======== TEXT SHOWN ========

Duvalier's return ticket to France was reportedly booked for Thursday, though he must remain in country for at least as long as the case investigation period.

His continued presence will likely be welcome news to supporters that gathered Tuesday, many who were too young to remember Duvalier in power. They seemed drawn by nostalgia and embellished memories of the Duvalier era, which lasted for nearly 30 years. “Baby Doc” Duvalier became the round-faced successor to the regime when he took over from his father at the age of 19.

“I came here for President Duvalier, who left Haiti 25 years ago and I’m happy he came back,” says Pierre Willy, a protester who gathered in downtown Port-au-Prince to support Duvalier. “All these people that were killed, it wasn’t Duvalier that did it. He was just the son of a president then.”

'Vital' case to pursue

A case against the former dictator might proceed slowly, but it's an important one to try, says Reed Brody, counsel for Human Rights Watch and a former prosecutor in Haiti. "It is vital that the Haitian authorities pursue this kind of case because it could show Haitians that the state still functions," Mr. Brody says.

========

# BRIEF 1
Answer these questions using the passage about Duvalier's return to Haiti.
(a) For what day was Duvalier's return ticket to France reportedly booked?
(b) At what age did "Baby Doc" Duvalier take over from his father?
(c) What two roles does the passage give for Reed Brody?
# BRIEF 2
Go on with the passage about Duvalier's return to Haiti, picking up after its last sentence.

======== SOURCE INFORMATION ========

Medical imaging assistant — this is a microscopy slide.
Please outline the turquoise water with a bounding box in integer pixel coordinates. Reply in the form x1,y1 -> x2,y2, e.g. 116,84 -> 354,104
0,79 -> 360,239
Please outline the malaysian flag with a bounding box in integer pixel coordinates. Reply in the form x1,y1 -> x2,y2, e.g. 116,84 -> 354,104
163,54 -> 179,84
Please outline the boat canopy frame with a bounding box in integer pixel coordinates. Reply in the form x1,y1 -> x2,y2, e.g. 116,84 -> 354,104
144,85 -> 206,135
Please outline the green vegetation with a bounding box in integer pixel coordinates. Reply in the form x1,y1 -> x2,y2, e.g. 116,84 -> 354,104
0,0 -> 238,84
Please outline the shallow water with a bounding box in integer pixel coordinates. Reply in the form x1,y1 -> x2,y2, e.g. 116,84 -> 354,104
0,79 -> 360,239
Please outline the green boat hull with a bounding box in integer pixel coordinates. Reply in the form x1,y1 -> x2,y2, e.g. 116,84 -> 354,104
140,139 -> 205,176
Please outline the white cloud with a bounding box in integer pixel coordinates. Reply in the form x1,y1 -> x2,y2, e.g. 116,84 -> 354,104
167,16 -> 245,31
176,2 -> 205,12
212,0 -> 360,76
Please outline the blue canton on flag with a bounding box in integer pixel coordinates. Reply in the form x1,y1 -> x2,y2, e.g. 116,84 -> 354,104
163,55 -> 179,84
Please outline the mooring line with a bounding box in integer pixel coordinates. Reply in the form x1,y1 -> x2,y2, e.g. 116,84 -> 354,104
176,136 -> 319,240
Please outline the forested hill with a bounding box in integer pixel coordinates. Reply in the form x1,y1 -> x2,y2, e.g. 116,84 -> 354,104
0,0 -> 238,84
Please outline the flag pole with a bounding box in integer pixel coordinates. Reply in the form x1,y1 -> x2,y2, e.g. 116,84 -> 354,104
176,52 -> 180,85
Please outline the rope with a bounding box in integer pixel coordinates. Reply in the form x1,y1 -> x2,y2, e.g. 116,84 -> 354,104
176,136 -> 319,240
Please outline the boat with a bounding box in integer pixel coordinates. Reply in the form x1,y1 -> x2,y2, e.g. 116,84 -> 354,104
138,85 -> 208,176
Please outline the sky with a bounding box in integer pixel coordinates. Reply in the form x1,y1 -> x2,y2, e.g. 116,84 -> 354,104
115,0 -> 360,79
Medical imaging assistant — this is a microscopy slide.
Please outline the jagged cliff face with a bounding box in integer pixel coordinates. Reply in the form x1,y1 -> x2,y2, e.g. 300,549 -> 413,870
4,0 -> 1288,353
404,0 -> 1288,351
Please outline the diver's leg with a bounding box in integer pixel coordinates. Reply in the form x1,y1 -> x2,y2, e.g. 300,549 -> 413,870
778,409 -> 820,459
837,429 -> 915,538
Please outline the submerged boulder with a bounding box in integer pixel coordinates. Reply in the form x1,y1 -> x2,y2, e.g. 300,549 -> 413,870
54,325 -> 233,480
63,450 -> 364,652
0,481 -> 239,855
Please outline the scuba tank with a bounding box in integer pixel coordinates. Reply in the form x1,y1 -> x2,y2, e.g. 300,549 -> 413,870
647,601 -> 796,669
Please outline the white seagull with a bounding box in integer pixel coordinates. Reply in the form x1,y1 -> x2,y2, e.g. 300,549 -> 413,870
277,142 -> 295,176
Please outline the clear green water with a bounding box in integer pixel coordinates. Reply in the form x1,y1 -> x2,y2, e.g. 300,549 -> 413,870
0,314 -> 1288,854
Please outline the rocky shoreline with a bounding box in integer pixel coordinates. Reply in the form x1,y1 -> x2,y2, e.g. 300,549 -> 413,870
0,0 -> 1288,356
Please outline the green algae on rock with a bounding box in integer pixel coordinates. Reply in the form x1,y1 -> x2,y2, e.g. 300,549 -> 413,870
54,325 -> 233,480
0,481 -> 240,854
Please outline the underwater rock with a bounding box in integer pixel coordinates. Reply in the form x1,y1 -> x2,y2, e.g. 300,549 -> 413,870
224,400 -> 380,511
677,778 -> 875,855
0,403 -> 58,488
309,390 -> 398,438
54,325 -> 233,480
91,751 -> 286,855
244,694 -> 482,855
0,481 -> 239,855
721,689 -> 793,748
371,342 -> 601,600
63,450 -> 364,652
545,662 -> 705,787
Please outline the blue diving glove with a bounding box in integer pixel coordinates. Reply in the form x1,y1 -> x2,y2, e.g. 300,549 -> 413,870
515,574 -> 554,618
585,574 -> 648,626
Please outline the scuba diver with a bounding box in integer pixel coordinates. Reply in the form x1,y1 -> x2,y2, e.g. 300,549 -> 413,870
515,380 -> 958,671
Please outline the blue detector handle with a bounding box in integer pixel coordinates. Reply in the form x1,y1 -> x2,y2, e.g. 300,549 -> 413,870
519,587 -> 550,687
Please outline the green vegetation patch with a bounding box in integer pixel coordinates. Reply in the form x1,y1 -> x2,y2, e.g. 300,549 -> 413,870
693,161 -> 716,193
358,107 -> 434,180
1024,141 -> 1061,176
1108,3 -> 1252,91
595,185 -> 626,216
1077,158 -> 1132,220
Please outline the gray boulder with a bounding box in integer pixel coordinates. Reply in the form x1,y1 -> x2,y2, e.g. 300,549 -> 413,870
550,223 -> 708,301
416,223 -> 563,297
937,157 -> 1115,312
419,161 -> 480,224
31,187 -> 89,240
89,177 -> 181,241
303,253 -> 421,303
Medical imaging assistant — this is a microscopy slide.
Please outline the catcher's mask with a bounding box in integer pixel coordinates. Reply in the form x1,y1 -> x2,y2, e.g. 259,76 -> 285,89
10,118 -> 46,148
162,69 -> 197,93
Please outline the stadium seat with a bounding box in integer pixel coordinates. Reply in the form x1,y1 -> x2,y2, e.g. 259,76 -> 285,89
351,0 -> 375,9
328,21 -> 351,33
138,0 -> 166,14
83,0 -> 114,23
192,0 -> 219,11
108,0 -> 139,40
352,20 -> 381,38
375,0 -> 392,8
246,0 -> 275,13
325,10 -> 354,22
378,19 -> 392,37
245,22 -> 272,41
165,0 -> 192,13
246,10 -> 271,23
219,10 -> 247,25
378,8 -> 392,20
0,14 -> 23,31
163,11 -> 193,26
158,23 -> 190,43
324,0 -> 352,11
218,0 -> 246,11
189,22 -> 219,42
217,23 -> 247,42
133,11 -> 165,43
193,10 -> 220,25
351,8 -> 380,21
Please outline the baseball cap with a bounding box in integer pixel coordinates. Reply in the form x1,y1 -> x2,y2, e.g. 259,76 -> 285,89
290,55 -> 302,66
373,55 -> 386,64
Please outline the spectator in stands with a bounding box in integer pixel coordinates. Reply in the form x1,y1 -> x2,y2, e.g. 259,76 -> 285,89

========

# YOUR RESPONSE 1
(a) Thursday.
(b) 19.
(c) Counsel for Human Rights Watch and a former prosecutor in Haiti.

# YOUR RESPONSE 2
Haiti's justice system was already weak before the destructive earthquake. "Prosecuting the case could potentially be transformative" for the justice system, he says, adding that cases in the United States and Switzerland have already laid out evidence against Duvalier.

Duvalier left Haiti in 1986 after 15 tyrannical years leading the country he took over from his father in 1971. During that time, he allegedly oversaw the torture and murder of political opponents and robbed public funds.

In the late 1980s, at the behest of the Haitian government, a US accounting firm studied the government’s books and determined Duvalier stole at least $300 million. “That was a conservative estimate,” says Concannon of the Boston-based IJDH. “Nobody knows for sure how much he took. We know it was hundreds of millions.” (Editor's note: A member of IJDH's board of directors was a longtime lawyer for exiled former President Jean-Bertrand Aristide, a political opponent of Duvalier.)

A civil case that went through Florida courts in 1998 with a judgment against Duvalier awarded Haitians $504 million. The money was never recovered.

Life of luxury in France

Duvalier landed in France in 1986 after he was overthrown and started to live the life of a wealth celebrity, says Elizabeth Abbott, author of “Haiti: The Duvaliers and Their Legacy.”

“He lived lavishly, like a really wealthy person, spending thousands for meals and clothes and other things,” Ms. Abbott says.

Duvalier had a residence outside Paris, a villa in the French Riviera, speedboats, and sports cars in the first years after he settled in France, according to Abbott and press reports. But after he and his ex-wife Michele divorced in 1992, his fortune reportedly dwindled.

He reportedly failed to pay rents, ran up a massive hotel bill, and moved to a modest two-bedroom Paris apartment paid for by loyal Duvalierists. Then, in January 2010, the Swiss government froze $4.6 million in Swiss bank accounts held by Duvalier.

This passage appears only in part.